PROBLEM: Copy the lines word for word, starting at the line containing "Player-spacing review: tag the winding" and ending at the line containing "Target: winding dirt road", with both of those lines included. Leave the pictures out of your copy.

RECORDED DATA:

-- -- --

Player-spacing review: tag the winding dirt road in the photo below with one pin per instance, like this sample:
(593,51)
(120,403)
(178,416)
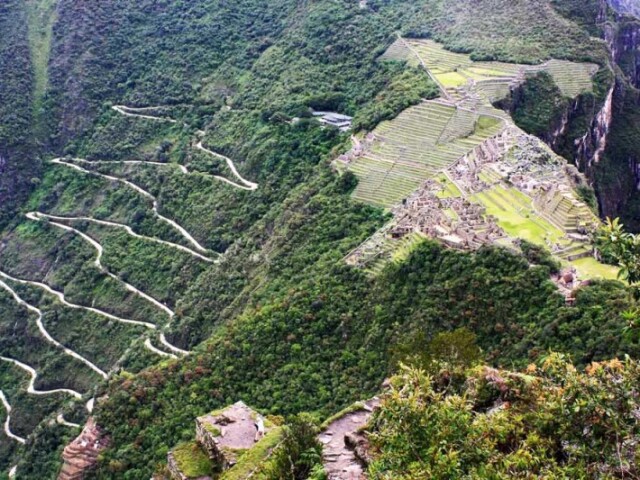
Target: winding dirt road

-- -- --

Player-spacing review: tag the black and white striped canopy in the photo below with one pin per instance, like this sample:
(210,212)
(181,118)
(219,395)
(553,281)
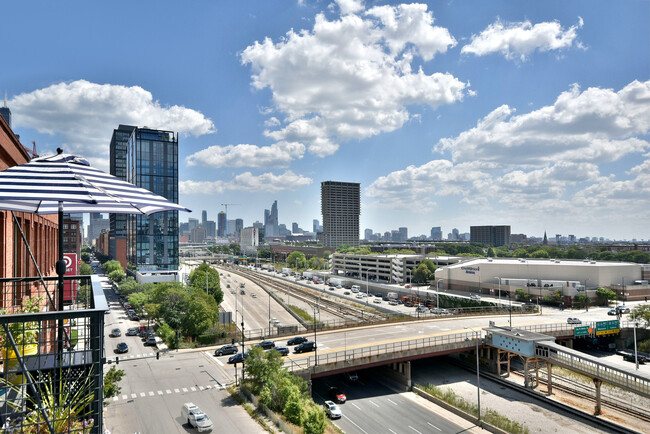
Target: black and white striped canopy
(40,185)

-- -- --

COMPLETED EXERCISE:
Player-spacing review: tag the winding dirt road in the photo below with one pin per instance, like this sample:
(593,51)
(120,403)
(178,416)
Target: winding dirt road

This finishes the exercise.